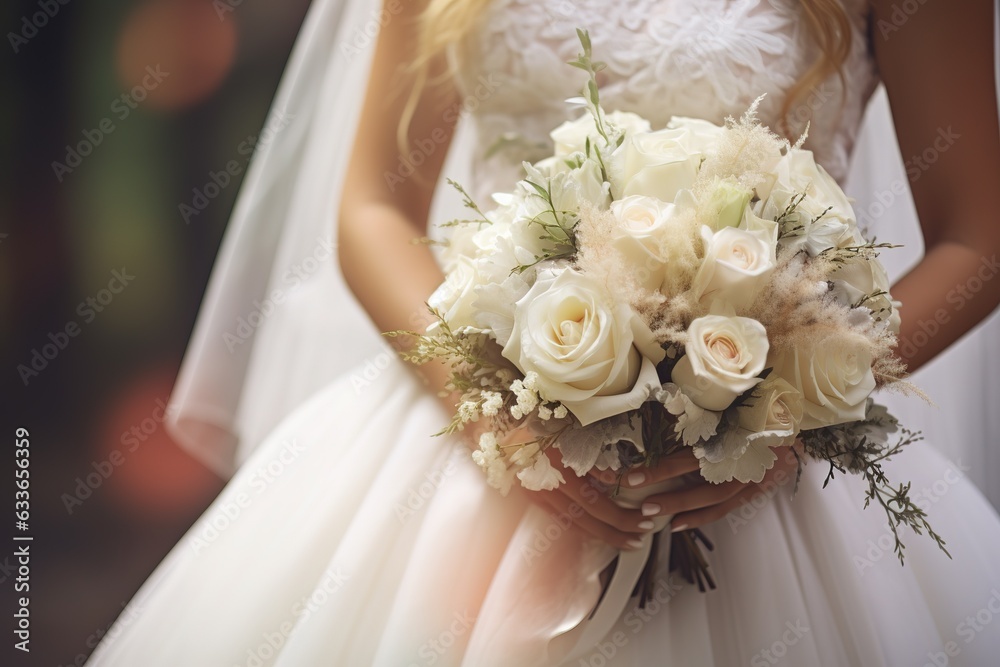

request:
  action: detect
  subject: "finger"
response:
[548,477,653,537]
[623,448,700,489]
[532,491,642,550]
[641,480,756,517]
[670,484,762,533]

* * *

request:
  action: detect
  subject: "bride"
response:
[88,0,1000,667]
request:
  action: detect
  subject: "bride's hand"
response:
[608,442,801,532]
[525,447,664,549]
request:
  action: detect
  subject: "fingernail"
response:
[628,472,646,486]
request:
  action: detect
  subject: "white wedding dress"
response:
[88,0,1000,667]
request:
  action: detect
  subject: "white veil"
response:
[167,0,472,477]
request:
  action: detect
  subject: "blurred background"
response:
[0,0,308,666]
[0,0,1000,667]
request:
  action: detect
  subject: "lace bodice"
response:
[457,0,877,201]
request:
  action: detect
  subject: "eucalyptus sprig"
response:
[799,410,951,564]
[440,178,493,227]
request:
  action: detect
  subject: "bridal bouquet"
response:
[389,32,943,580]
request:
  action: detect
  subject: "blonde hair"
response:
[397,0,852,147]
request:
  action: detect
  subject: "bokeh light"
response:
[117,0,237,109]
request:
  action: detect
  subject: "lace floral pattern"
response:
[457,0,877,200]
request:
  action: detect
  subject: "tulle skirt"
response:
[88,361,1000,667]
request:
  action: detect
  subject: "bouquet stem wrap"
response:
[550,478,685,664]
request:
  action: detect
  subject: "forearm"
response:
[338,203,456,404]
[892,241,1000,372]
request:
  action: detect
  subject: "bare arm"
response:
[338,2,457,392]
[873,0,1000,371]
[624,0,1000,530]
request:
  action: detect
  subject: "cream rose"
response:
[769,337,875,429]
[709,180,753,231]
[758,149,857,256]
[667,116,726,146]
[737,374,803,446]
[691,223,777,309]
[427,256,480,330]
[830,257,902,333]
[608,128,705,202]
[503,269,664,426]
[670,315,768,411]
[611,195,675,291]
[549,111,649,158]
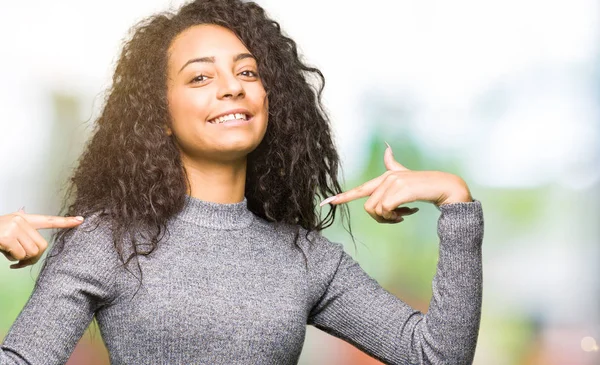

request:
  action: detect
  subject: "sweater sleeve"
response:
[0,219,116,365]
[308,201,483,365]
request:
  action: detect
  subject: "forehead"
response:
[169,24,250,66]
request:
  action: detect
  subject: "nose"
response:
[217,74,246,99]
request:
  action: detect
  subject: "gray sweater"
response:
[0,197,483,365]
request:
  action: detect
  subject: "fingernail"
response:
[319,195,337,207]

* * *

• [Objective] Count the lines in the items above that contain the word "white", and reply with the number only.

• [Solution for this exercise] 2